Light on dark matter
doi:10.1038/nindia.2021.50 Published online 8 April 2021
The identity of dark matter, which far outweighs visible matter in the universe, is still a mystery. Growing evidence shows that atoms or other known fundamental particles don’t make up dark matter — that large part of the universe which can not be seen since it neither absorbs nor emits light.
Dark matter doesn’t interact with any form of light or electromagnetic radiation, rendering it difficult to detect.
Physicists from Kolkata-based Saha Institute of Nuclear Physics (SINP) and St. Xavier’s College, have now moved a step closer to unveiling the secrets of dark matter. They have developed two models that provide new insights into the identity and mass of particles that possibly make dark matter1.
The models could help understand the particle nature of dark matter, throwing light on the unknown fundamental particles and the hitherto unfathomable laws of nature that such matter follows, SINP physicist Debasish Majumdar says.
Dark matter, he adds, is also crucial in explaining how large-scale structures such as galaxies and clusters of galaxies form and evolve in the universe.
In one of the models, the scientists show that dark matter has two components: one is the Feebly Interacting Massive Particle (FIMP) and the other is the Weakly Interacting Massive Particle (WIMP). The other model, they write, describes dark matter as consisting of Kaluza-Klein particles, which are much heavier than WIMP, and such particles can be explained only in extra dimensions; that is, beyond the four dimensions of space and time.
The gravity of massive celestial bodies at the centre of a galaxy or a dwarf galaxy could capture the WIMP dark matter particles, which, when accumulated in considerable numbers, collide with one another and destroy themselves completely, producing high-energy gamma-rays that are streams of photons, the researchers say. Such gamma rays, they say, travel great distances across space and point back to their source, providing indirect evidence of dark matter.
The energy of gamma rays ranges from thousands to hundreds of billions electron volts. Such an energy range also helps reveal the mass of dark matter particles. Combining the results of the model-based analysis and observational studies, the physicists calculated that the mass of WIMP as 50 billion electron volts, whereas the mass of Kaluza-Klein dark matter particles is around 900 billion electron volts.

▸ **TASKS TO CARRY OUT**:
a) Please write out the passage of the dark matter article that opens with the words containing "Physicists from Kolkata-based" and closes with "make dark matter1.".
b) Answer these from the dark matter article, one line each:
(i) Which two institutions are the physicists from?
(ii) What two components make up dark matter in one of the models?
(iii) What mass did the physicists calculate for Kaluza-Klein dark matter particles?
c) Turn the paragraph of the dark matter article starting "The gravity of massive celestial bodies" into a short list that keeps its main facts.

▸ **MATERIAL PROVIDED**:
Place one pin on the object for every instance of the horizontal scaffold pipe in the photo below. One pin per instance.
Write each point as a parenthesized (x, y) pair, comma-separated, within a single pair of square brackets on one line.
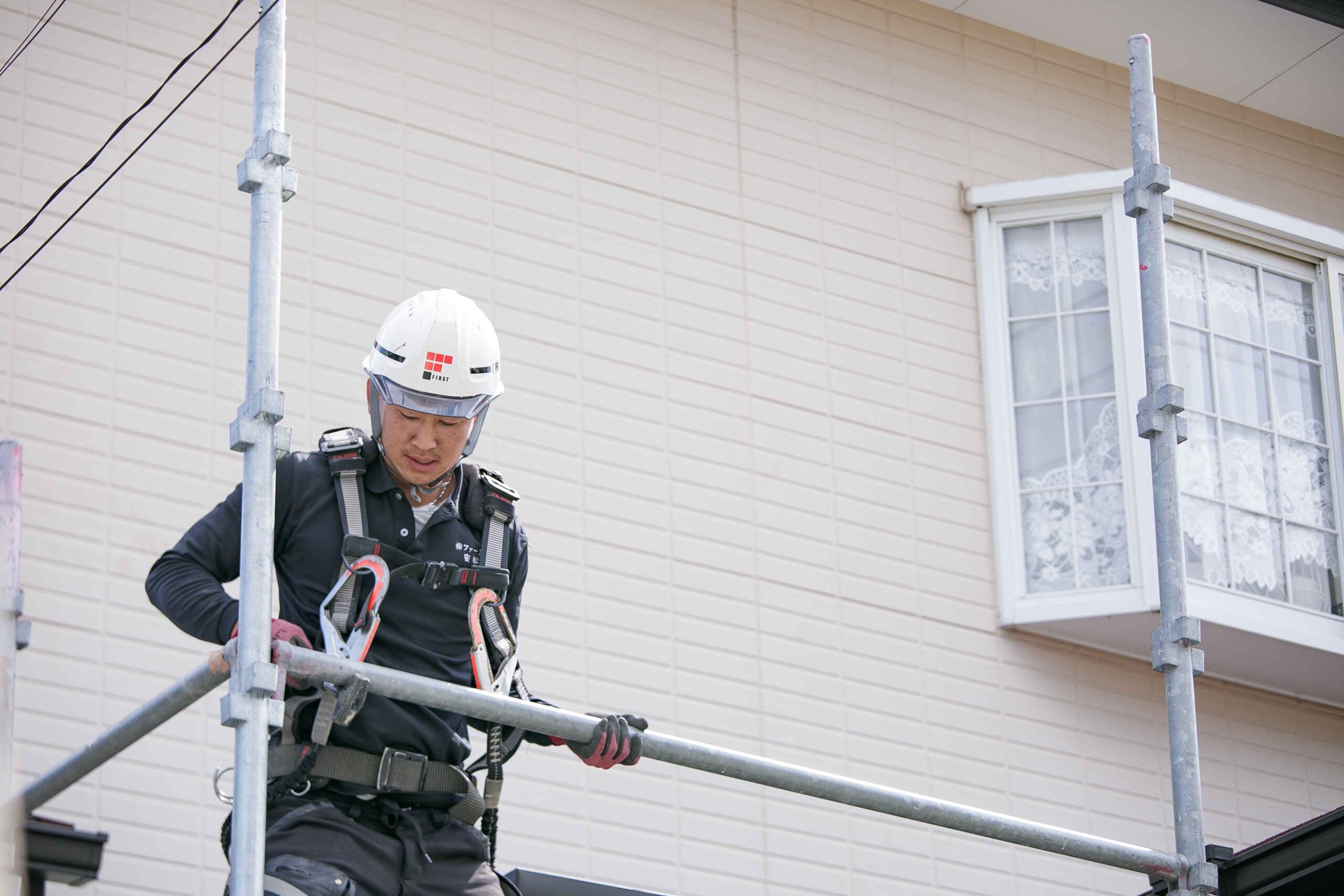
[(572, 726), (187, 691)]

▸ **ANSWERS BY TASK**:
a)
Physicists from Kolkata-based Saha Institute of Nuclear Physics (SINP) and St. Xavier’s College, have now moved a step closer to unveiling the secrets of dark matter. They have developed two models that provide new insights into the identity and mass of particles that possibly make dark matter1.

b)
(i) The Kolkata-based Saha Institute of Nuclear Physics (SINP) and St. Xavier's College
(ii) The Feebly Interacting Massive Particle (FIMP) and the Weakly Interacting Massive Particle (WIMP)
(iii) Around 900 billion electron volts

c)
- The gravity of massive celestial bodies at the centre of a galaxy or a dwarf galaxy could capture WIMP dark matter particles.
- Once accumulated in considerable numbers, these particles collide with one another and destroy themselves completely.
- This produces high-energy gamma rays, which are streams of photons.
- The gamma rays travel great distances across space and point back to their source, providing indirect evidence of dark matter.